## [Selected excerpt]

== Segment start ==

When I was a teenager, growing up in a small Iowa town, I was a reader, and I was a writer, but it never once occurred to me to write a novel. Novels were big things that other people wrote. Adults. People who lived in New York City. People who had gone to war or lived exotic lives. I wrote in my journal, and I wrote the occasional poem or short story, but writing something as big and ambitious as a novel just wasn’t something teens did.

So, it’s interesting to me now when I talk to kids and teens who have participated in National Novel Writing Month’s Young Writers Program. I hear how they have written five, six, or seven novels—and sometimes even published one or two of them. I see a glow of accomplishment in their eyes. I see a zeal to create on the page and beyond. And I see a confidence that I didn’t have as a writer when I was their age.

== Segment end ==

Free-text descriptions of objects
== Segment start ==

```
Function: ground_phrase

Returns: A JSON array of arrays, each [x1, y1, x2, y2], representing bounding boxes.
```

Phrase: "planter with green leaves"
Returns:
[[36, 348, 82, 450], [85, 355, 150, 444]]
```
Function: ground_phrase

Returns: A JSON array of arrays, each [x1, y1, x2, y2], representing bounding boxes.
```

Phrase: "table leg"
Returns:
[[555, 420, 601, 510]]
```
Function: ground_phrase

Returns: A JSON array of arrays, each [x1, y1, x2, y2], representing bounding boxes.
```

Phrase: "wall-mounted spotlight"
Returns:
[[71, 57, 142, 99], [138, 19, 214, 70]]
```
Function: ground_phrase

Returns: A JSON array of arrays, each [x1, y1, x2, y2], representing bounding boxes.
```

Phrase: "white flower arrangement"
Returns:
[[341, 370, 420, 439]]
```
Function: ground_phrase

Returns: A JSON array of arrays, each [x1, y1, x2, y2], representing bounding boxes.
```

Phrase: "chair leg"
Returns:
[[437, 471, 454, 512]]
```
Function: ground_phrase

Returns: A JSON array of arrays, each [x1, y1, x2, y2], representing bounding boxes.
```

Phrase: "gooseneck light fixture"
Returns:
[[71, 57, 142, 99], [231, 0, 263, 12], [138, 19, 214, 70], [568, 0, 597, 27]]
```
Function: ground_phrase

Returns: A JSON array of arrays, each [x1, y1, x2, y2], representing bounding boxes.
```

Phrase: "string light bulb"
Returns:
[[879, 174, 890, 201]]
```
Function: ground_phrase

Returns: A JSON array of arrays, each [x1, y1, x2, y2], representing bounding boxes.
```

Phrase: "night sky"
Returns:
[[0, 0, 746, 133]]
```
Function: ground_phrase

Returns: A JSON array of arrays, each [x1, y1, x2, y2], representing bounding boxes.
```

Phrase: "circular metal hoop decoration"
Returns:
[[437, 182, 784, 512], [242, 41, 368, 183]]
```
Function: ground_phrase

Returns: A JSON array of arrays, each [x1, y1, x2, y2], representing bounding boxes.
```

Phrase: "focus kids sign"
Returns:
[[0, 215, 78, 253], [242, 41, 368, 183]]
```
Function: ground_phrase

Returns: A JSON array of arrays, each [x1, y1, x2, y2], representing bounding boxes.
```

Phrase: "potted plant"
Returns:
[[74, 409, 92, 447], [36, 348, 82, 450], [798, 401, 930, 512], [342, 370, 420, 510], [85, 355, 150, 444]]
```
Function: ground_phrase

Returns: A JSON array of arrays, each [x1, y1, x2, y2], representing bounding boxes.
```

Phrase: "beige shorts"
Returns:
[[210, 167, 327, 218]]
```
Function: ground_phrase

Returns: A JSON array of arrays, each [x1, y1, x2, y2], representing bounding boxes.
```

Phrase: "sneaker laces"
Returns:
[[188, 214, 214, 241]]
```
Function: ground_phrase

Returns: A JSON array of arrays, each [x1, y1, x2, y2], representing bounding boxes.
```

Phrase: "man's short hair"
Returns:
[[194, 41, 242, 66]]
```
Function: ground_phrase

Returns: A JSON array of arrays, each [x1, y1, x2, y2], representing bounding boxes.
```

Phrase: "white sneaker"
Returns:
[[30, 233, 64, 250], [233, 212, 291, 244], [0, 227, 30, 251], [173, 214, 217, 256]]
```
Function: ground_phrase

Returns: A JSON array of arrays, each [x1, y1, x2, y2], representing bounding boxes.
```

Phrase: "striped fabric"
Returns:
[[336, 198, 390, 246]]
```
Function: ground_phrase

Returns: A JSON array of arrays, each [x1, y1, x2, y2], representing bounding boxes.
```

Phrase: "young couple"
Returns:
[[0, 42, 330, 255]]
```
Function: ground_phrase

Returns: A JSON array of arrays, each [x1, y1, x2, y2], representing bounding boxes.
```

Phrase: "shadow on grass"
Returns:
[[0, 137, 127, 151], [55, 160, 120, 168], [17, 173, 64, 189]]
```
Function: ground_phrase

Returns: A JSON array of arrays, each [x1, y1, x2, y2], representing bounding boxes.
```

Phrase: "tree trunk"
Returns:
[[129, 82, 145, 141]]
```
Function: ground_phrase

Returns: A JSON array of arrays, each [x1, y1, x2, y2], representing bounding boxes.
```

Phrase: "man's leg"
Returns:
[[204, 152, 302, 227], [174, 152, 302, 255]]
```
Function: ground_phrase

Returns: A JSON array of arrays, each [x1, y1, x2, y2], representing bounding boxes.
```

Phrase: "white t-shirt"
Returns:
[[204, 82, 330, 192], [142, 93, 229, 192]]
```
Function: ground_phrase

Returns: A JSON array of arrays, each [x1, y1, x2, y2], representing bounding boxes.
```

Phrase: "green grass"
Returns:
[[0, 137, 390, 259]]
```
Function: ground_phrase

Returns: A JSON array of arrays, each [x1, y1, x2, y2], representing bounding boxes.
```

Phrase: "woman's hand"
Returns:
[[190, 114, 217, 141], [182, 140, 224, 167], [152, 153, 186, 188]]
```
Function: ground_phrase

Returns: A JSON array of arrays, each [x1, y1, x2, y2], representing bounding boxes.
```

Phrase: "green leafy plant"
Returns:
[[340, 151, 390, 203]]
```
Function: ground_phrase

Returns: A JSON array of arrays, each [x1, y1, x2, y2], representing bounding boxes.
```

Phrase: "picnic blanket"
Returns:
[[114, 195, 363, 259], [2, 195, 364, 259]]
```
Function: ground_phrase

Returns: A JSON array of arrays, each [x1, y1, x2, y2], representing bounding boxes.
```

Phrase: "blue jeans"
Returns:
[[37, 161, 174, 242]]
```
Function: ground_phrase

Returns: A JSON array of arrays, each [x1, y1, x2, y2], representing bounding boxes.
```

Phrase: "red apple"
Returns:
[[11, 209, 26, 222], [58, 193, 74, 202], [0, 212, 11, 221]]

== Segment end ==

## [Action item A]
Retype the part of the excerpt on teen writers that opens with the words containing "So, it’s interesting" and closes with "was their age.".
## [Action item B]
In the excerpt on teen writers, what kinds of writing does the narrator say they did as a teenager? List every one.
## [Action item C]
According to the excerpt on teen writers, what program had the kids and teens the narrator talks to participated in?
The lines play no part in this work.

## [Written answer A]
So, it’s interesting to me now when I talk to kids and teens who have participated in National Novel Writing Month’s Young Writers Program. I hear how they have written five, six, or seven novels—and sometimes even published one or two of them. I see a glow of accomplishment in their eyes. I see a zeal to create on the page and beyond. And I see a confidence that I didn’t have as a writer when I was their age.

## [Written answer B]
Journal writing, the occasional poem, and the occasional short story.

## [Written answer C]
National Novel Writing Month's Young Writers Program.